Natural-language object grounding data
__________
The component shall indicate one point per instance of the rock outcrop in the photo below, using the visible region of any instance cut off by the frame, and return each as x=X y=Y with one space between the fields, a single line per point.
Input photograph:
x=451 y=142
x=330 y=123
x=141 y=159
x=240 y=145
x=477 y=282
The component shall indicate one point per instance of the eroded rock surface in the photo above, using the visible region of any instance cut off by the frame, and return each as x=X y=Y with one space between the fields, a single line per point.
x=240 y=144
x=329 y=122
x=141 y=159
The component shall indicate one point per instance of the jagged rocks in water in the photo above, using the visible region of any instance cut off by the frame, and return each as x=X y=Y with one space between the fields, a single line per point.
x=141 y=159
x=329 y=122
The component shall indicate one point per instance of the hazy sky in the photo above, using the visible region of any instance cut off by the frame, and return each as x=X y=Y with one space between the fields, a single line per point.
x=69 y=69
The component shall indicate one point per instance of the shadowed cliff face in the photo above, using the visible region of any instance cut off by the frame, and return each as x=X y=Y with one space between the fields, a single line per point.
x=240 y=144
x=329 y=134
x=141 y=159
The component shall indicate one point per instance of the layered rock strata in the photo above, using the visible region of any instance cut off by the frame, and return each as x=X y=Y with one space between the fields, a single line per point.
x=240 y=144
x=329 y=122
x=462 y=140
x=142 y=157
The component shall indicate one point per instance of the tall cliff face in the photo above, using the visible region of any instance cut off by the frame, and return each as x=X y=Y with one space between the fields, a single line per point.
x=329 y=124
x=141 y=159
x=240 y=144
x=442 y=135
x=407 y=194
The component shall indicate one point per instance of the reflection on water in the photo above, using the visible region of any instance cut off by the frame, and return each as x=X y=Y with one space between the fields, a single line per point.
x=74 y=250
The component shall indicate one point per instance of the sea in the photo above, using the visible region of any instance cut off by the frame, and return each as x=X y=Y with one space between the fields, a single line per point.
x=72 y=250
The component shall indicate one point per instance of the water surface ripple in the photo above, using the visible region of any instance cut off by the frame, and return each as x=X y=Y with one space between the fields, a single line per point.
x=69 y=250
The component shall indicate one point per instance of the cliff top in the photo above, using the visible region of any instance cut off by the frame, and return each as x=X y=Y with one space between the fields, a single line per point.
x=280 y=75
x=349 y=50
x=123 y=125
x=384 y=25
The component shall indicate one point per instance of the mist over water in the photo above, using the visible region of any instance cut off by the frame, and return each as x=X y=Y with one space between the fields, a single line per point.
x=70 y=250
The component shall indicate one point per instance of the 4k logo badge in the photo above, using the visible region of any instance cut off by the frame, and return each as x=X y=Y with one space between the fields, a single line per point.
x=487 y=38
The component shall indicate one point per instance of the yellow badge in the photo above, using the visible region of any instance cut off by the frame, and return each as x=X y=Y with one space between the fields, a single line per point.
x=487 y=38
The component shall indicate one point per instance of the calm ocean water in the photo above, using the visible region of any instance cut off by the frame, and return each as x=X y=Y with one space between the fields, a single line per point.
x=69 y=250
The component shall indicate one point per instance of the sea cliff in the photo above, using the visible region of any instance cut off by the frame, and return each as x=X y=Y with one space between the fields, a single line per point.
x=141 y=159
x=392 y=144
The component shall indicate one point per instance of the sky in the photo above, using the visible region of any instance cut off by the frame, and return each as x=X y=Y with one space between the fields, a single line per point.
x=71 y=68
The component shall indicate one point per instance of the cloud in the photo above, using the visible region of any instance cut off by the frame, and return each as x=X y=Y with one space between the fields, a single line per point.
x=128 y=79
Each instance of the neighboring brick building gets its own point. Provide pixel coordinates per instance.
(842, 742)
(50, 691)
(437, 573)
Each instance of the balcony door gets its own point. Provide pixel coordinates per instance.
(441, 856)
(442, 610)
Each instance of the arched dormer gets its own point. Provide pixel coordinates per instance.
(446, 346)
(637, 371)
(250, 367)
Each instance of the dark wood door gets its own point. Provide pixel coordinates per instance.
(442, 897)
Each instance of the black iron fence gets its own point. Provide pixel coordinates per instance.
__________
* **What to produce**
Take each record above and return it verbatim.

* **Task response**
The component shall indicate one point per instance of the rock outcrop in the photo below, using the visible region of any instance cut off by the frame, and return each as x=X y=Y with one space between the fields, a single line per point.
Input photograph:
x=451 y=142
x=330 y=123
x=141 y=159
x=240 y=145
x=477 y=282
The component shall indicate one point per instance of the eroded rock surface in the photo above, using the visible region of any instance cut off by the frame, and return each as x=X y=Y with one space between the fields, a single line per point.
x=240 y=144
x=329 y=122
x=141 y=159
The component shall indicate one point per instance of the jagged rocks in water in the photo above, using the visible region of any instance cut off by the frame, and return each as x=X y=Y with one space between the fields, a single line per point.
x=141 y=159
x=329 y=122
The component shall indicate one point per instance of the hazy sky in the photo above, using the visible region of any instance cut off by the frame, and return each as x=X y=Y with one space between the fields, a single line per point.
x=69 y=69
The component shall indicate one point per instance of the shadowed cliff face in the photo above, using the visible region of any instance cut off by the frame, and return each as x=X y=Y with one space between the fields, a single line per point.
x=240 y=144
x=329 y=134
x=141 y=159
The component shall indicate one point per instance of the layered rock strata in the photo above, using the visible region of any instance cut off by the frame, and return each as x=X y=Y with one space between the fields, a single line per point.
x=240 y=144
x=329 y=122
x=462 y=140
x=142 y=157
The component shall indicate one point per instance of the tall cliff face in the photo above, using the visible region of any instance cut off by the frame, and return each as x=X y=Y with one space between the fields, a single line per point.
x=329 y=124
x=141 y=159
x=240 y=144
x=442 y=135
x=407 y=194
The component shall indicate one point per instance of the reflection on water in the photo above, using the visible region of any instance cut off by the frame, and return each as x=X y=Y with one space between the fields, a single line per point.
x=74 y=250
The component shall indicate one point per instance of the sea in the photo above, using the visible region of any instance cut off by the frame, and return each as x=X y=Y with one space between the fields, a single line per point.
x=72 y=250
The component shall indicate one point per instance of the water surface ripple in the photo above, using the visible region of any instance cut off by the frame, and return each as x=X y=Y with one space between the fields, a single line per point.
x=69 y=250
The component shall indicate one point per instance of the cliff top in the photo above, using the visible region of any instance cut off by the frame, and return each as x=X y=Y with one space between the fields, a single line per point.
x=280 y=75
x=349 y=50
x=123 y=125
x=384 y=25
The component shall indicate one point per instance of the mist over water in the photo above, using the visible region of any instance cut off by the frame, and return each as x=X y=Y with one space between the fields, a single line per point.
x=70 y=250
The component shall indicate one point per instance of the 4k logo badge in the photo above, using the visible region of any instance cut off by the frame, and return each as x=X y=Y with one space between the fields, a single line per point.
x=487 y=38
The component shall indicate one point per instance of the yellow badge in the photo above, using the visible region of any instance cut off by the frame, and return each as x=X y=Y with one space between the fields, a single line per point.
x=487 y=38
The component shall indicate one point per instance of the calm ocean water in the photo above, using the visible region of any instance cut off by the frame, and return each as x=X y=Y with one space between the fields, a single line per point.
x=69 y=250
The component shall indicate one point per instance of the sea cliff in the photo above, using the visible region of any instance cut off by the frame, and return each as x=X y=Y with one space between the fields, a single line per point.
x=141 y=159
x=392 y=144
The component shall indicate one point per instance of the sky in the photo above, using the visible region of any instance cut off by the frame, and return each as x=X y=Y with one space between the fields, a single line per point.
x=71 y=68
The component shall indicate one point per instance of the cloud in the photo above, using the visible region of any instance cut off by the frame, and return each as x=X y=Y with one space between the fields, a single line per point.
x=128 y=79
Each instance of the neighboring brick building gets its own point. Provide pixel coordinates per instance.
(842, 742)
(50, 691)
(437, 573)
Each instance of the balcony door gets its own point. Provide pixel coordinates per instance.
(441, 856)
(442, 610)
Each instance of the arched dormer gets its own point. Provide pixel coordinates per instance.
(446, 346)
(637, 371)
(250, 367)
Each instance of the dark wood door gets its own point. Provide pixel coordinates per instance.
(442, 897)
Each instance of the black iron fence gets its own point. Provide pixel coordinates per instance.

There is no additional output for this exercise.